WORK ORDER 1 ::
Using the Dalmorton text, answer each question on its own line:
(a) What elevation is given for Dalmorton?
(b) How many men found work when several gold reefs were first worked?
(c) On whose traditional lands does the area now known as Dalmorton lie?
WORK ORDER 2 :: In the Dalmorton text, take the passage between "Dalmorton is a" and "group of Gumbainggir.", inclusive, and rewrite it with "locality" changed to "district" throughout.
WORK ORDER 3 :: List every specific year, written as four digits, that appears in the mining history of Dalmorton. Do not include decades.

EXTRACT PROVIDED ::
···

- Dalmorton
- Interactive map of Dalmorton
- Coordinates: 29°51′52.16″S 152°27′24.12″E﻿ / ﻿29.8644889°S 152.4567000°E
- Country: Australia
- State: New South Wales
- LGA: Clarence Valley;
- Location: 66 km (41 mi) from Grafton;

Government
- • State electorate: Clarence;
- • Federal division: Page;
- Elevation: 213 m (699 ft)

Population
- • Total: 6 (SAL 2021)
- Postcode: 2460
- County: Gresham

= Dalmorton =

Dalmorton is a locality in the Northern Rivers region of New South Wales, Australia. There once was a village of the same name, which was associated with gold mining. Much of the area of the locality is now reserved as National Parks or State Forests. At the 2021 census, the population of Dalmorton was six.

== Location ==
Dalmorton lies on both sides of the Boyd River and the Old Glen Innes Road. The old village site lies on the left bank of the Boyd River, around the junction of Chaelundi Road and Old Glenn Innes Road, close to where Chaelundi Road crosses the Boyd River.

The area now known as Dalmorton lies on the traditional lands of Baanbay people, a group of Gumbainggir.

== History ==

=== Mining ===
Gold was found in the valley of the Boyd River (then also known as the Little River), around the future site of Dalmorton in 1871. The gold was found in quartz reefs and reef mining dominated the field. Initially, several gold reefs were worked, providing work for 600 men. By 1877 there was only one rich gold reef—twelve inches thick and with gold visible in the quartz—being worked at Dalmorton and the number of men working had fallen to around 20. However, gold mining continued in the wider area around the village well into the 1890s and on a smaller scale after that. The last mine in the area closed in 1942. There were over one hundred mines—mainly gold but also silver—in the area around Dalmorton. There was exploration for gold in the Dalmorton area as late as 1984.

···

ENTRIES SHOWN ::

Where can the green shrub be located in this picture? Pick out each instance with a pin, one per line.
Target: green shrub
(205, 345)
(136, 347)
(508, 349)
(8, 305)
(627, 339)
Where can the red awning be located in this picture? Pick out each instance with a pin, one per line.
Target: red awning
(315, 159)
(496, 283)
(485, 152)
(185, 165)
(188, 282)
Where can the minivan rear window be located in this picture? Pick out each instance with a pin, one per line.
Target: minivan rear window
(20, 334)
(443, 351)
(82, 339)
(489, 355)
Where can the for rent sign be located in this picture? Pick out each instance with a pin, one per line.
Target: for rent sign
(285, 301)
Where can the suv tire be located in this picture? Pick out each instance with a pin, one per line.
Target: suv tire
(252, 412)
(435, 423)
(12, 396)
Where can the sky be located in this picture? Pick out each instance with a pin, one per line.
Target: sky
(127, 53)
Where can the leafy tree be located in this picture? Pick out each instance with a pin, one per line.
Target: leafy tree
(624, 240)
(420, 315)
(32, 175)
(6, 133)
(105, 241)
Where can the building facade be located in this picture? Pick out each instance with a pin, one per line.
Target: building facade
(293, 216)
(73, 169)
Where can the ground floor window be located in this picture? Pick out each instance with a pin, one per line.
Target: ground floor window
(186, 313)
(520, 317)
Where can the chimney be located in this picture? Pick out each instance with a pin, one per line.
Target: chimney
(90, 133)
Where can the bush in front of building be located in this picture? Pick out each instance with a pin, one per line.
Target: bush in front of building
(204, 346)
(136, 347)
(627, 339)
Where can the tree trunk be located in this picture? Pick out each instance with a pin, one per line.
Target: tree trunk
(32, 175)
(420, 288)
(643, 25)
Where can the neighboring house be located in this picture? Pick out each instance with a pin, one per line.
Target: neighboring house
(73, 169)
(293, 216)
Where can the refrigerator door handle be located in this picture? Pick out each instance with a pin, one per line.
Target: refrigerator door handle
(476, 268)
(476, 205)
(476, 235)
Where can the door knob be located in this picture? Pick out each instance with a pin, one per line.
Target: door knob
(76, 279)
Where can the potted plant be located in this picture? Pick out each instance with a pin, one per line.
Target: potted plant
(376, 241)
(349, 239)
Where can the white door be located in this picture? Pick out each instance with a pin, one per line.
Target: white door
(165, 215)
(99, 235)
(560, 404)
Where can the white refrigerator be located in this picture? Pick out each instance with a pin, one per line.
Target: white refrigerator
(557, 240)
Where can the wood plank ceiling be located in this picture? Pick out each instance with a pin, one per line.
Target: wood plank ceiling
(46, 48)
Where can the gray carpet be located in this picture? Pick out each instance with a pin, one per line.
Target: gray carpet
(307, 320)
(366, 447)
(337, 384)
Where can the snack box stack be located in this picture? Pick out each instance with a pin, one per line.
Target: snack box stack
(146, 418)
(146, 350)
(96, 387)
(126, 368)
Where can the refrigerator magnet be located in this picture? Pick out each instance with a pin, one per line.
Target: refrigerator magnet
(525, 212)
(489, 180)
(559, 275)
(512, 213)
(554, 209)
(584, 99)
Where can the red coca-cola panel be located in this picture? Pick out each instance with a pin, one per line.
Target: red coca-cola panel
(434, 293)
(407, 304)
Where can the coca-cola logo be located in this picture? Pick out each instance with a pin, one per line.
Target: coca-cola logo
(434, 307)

···

SOLUTION 1 ::
(a) 213 m (699 ft)
(b) 600 men
(c) The Baanbay people, a group of Gumbainggir

SOLUTION 2 ::
Dalmorton is a district in the Northern Rivers region of New South Wales, Australia. There once was a village of the same name, which was associated with gold mining. Much of the area of the district is now reserved as National Parks or State Forests. At the 2021 census, the population of Dalmorton was six.

== Location ==
Dalmorton lies on both sides of the Boyd River and the Old Glen Innes Road. The old village site lies on the left bank of the Boyd River, around the junction of Chaelundi Road and Old Glenn Innes Road, close to where Chaelundi Road crosses the Boyd River.

The area now known as Dalmorton lies on the traditional lands of Baanbay people, a group of Gumbainggir.

SOLUTION 3 :: 1871, 1877, 1942, 1984